Problems |
a. In the passage on how AI differs from human thinking, how do AI systems have to identify an object before they will "see" that it is there?
b. Write a continuation of the passage on how AI differs from human thinking, starting after its last sentence.

Page excerpt |
AI works differently
As noted recently, comparing human thinking to artificial intelligence is a useful way to better understand both. And this point, that humans have certain underived, foundational concepts or predispositions that structure how we experience and understand the world is a significant point of difference.
Last year I argued there is a foundational difference between humans and AI in how they identify objects or patterns. Humans have an innate skill at identifying things as a discrete object and we identify objects by first identifying something as an object and then classifying it. AI systems, by contrast, need to identify an object as something that is already in their training set or database, before they will 'see' that there is an object there. AI systems literally don't see obvious objects (to us) if the type of object wasn't in their training data.
This is another argument that humans are hardwired to experience the world as a series of discrete, singular objects. Or, to use Kant's terms, Unity is a Category, or pure concept of Understanding, that structures our experiences. Importantly, we do not know where this comes from or how to define it and so AI lacks this fundamental concept, structure or skill.
Causation provides another relevant contrast. For AI, or any computer program, I would argue that they can only ever experience what we call causation in an entirely Humean way - the constant conjunction or correlation of different input data. The concept of a cause over and above the logic of ‘if A happens then B happens’ is important to human thought but is absent from the logic of programming. While Hume would have been happy with this as a genuine account of causation, his account has failed to satisfy many philosophers.
This means we have another reason why AI is a very different type of intelligence to human intelligence. It also explains how humans have surprising abilities to do certain things that are really difficult to program computers to do. We have innate skills, or hardwired concepts, that shape how we experience the world in important or useful ways but which we cannot (easily) explain or define. And it is yet another reminder that we don't know as much as we think we do!

Records provided |

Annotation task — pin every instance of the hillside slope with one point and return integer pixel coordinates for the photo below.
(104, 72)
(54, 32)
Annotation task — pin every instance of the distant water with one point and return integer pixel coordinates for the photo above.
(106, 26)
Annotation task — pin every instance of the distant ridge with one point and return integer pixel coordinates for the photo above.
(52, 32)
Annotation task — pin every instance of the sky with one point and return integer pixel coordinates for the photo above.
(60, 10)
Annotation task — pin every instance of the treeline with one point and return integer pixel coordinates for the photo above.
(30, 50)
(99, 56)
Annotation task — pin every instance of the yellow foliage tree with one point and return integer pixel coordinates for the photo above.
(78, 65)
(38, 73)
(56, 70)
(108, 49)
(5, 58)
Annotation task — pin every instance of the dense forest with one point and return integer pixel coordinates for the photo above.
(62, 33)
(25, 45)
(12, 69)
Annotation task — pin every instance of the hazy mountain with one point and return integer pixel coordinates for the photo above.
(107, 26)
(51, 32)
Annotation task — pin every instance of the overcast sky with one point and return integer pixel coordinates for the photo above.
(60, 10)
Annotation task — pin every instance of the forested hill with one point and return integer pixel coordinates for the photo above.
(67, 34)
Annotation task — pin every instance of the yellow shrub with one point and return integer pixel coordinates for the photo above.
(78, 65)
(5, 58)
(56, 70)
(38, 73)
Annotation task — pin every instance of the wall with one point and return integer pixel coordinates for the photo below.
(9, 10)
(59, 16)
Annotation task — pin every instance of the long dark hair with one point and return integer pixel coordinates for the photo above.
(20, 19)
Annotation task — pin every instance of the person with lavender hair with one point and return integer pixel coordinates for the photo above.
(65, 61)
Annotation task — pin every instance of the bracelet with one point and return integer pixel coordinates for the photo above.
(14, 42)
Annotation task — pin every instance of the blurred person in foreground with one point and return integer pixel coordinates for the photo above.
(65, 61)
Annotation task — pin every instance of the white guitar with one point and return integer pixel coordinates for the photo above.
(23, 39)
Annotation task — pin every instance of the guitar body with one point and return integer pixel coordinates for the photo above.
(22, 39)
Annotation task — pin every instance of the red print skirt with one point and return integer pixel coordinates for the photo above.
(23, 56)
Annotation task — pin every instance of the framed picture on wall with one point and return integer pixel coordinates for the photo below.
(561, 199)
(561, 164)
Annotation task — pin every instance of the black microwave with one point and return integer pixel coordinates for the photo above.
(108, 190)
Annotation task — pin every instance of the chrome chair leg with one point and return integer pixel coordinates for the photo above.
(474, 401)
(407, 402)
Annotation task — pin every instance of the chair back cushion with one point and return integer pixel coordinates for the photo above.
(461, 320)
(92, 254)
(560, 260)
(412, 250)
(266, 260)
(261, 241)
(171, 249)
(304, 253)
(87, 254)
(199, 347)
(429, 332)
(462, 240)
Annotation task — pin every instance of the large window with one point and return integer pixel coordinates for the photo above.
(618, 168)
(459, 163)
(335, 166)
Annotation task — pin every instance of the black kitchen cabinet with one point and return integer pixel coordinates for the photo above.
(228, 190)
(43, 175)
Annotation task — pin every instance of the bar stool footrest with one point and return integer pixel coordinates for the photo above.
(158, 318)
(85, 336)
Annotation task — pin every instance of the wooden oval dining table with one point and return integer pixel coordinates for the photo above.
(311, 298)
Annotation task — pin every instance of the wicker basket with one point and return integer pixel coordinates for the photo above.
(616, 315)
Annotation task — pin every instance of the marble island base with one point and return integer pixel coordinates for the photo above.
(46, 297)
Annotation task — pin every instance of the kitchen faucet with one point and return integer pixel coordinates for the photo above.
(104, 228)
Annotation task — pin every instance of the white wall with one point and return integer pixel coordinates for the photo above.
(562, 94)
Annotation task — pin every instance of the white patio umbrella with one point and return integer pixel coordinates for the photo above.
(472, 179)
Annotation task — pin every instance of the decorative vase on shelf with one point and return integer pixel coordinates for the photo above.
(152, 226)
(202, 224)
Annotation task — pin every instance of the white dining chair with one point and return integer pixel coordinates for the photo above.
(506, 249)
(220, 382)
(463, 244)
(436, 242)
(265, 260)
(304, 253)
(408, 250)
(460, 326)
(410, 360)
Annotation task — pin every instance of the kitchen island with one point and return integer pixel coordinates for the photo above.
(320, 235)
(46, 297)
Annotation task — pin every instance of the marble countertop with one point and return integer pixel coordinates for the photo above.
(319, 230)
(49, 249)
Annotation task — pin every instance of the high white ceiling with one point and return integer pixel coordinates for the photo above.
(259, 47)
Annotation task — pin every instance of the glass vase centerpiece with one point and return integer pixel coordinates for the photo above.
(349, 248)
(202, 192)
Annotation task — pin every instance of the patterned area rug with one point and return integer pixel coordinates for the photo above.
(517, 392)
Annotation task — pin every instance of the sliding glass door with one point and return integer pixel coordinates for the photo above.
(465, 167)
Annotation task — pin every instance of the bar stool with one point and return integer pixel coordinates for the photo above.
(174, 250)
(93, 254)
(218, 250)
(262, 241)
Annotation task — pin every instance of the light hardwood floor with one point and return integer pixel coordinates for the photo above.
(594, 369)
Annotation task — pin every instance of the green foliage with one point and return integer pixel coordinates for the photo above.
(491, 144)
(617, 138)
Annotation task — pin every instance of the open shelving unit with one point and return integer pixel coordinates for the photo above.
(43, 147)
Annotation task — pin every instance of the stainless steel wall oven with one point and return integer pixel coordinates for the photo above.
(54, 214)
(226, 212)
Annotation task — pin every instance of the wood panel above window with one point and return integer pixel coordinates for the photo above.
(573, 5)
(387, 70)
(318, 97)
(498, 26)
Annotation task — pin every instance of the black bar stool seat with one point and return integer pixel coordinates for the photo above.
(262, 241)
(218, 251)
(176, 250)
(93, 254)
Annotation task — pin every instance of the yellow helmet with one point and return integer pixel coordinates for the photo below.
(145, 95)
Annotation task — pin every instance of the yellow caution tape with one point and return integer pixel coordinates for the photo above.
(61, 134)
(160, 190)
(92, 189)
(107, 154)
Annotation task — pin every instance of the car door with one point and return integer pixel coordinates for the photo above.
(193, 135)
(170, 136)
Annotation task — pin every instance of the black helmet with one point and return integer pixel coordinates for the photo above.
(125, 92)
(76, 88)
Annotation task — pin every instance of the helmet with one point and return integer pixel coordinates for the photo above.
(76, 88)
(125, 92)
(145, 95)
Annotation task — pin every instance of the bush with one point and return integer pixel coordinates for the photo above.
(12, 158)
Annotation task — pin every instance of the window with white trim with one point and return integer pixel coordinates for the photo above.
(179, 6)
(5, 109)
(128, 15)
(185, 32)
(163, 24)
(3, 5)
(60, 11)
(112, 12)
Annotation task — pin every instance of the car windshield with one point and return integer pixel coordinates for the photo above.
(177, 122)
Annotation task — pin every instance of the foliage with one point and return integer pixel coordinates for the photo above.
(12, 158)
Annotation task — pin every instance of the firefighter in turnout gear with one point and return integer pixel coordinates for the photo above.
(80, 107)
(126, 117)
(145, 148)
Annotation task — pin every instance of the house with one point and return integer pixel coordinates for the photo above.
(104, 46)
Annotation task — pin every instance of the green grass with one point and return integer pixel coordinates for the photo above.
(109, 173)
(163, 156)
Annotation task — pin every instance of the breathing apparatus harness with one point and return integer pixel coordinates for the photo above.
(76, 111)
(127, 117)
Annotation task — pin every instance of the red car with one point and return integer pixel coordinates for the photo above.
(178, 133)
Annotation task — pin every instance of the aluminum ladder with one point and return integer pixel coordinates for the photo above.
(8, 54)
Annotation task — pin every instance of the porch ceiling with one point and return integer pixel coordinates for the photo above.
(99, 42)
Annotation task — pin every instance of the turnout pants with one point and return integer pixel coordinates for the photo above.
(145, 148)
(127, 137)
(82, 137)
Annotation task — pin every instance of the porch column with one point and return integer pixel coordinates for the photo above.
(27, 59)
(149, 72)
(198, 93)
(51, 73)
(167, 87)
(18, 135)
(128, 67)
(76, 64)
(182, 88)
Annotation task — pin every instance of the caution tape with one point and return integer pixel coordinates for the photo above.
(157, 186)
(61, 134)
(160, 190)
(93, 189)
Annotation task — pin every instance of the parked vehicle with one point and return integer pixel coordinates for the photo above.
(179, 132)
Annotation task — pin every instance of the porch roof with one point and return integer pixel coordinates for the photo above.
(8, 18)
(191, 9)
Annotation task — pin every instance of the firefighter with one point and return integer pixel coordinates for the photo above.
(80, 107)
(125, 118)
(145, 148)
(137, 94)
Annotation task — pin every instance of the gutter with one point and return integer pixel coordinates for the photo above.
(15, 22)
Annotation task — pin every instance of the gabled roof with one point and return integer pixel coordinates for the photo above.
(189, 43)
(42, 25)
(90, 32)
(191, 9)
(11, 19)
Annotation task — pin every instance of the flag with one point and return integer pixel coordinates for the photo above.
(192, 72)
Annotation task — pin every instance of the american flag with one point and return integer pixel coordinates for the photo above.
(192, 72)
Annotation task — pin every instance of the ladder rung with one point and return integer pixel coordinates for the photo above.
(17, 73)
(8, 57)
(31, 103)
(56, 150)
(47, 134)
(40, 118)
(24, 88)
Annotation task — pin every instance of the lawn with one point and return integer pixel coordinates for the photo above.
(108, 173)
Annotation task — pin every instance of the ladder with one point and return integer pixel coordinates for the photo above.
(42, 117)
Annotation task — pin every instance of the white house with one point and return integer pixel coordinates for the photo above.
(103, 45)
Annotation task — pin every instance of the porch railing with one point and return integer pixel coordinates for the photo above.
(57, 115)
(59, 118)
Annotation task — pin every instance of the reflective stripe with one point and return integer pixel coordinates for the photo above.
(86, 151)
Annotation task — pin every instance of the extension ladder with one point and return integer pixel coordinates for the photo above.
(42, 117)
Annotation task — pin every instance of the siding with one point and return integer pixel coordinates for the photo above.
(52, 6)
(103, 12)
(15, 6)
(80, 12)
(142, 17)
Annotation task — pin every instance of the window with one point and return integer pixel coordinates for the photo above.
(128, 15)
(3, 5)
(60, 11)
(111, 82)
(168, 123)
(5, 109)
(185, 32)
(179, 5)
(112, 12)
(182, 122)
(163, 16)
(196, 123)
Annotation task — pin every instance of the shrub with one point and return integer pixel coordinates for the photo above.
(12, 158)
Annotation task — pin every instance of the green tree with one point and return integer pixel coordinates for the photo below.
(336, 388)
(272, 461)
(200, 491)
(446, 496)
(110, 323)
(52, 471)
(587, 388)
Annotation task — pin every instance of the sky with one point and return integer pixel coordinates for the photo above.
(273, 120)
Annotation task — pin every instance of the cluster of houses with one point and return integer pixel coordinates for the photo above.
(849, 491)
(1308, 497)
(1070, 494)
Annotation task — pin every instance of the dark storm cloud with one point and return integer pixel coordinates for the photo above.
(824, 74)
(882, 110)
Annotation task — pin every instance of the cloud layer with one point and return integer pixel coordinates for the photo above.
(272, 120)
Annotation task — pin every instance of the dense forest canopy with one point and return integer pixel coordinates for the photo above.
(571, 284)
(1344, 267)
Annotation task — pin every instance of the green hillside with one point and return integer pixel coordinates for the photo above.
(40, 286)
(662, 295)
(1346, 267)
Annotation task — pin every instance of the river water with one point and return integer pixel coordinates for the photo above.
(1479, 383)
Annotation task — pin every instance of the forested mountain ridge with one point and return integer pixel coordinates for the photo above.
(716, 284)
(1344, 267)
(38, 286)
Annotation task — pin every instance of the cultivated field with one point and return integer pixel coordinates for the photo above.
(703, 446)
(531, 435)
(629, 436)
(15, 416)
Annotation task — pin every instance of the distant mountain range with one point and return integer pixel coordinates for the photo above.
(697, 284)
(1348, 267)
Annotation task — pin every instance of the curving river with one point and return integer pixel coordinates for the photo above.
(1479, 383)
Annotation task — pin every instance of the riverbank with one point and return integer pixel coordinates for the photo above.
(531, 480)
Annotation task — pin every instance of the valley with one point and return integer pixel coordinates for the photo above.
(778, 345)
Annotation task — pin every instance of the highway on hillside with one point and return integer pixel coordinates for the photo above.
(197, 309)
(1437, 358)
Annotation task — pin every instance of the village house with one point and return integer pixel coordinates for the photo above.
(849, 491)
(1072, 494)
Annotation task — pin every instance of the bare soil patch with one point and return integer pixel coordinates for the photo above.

Responses by task |
a. They must identify it as something already in their training set or database.

b.
The full quote is in the Introduction to his Prolegomena to Any Future Metaphysics: “I openly confess, the suggestion of David Hume was the very thing, which many years ago first interrupted my dogmatic slumber, and gave my investigations in the field of speculative philosophy quite a new direction.” Full translation available online at https://www.gutenberg.org/cache/epub/52821/pg52821-images.html
David Hume, An Enquiry Concerning Human Understanding, Section 50. Full text available online at https://www.gutenberg.org/cache/epub/9662/pg9662-images.html
This is a simplified account that tackles one core point. For a more detailed explanation of Hume’s arguments, see https://iep.utm.edu/hume-causation/
This is the opening line of his Introduction to Kant’s Critique of Pure Reason. Full translation available online at https://www.gutenberg.org/cache/epub/4280/pg4280-images.html
Alongside concepts like causation, Kant famously argued that space and time are also structures of human experience as we cannot make sense of the universe without them. This prompted his famous distinction between the world as it appears to us (Phenomena) and the world as it is in itself (Noumena). Interestingly, String Theory in modern theoretical physics supports a Kantian view here as it has posited 8 - 10 spatial dimensions of which humans can only experience 3.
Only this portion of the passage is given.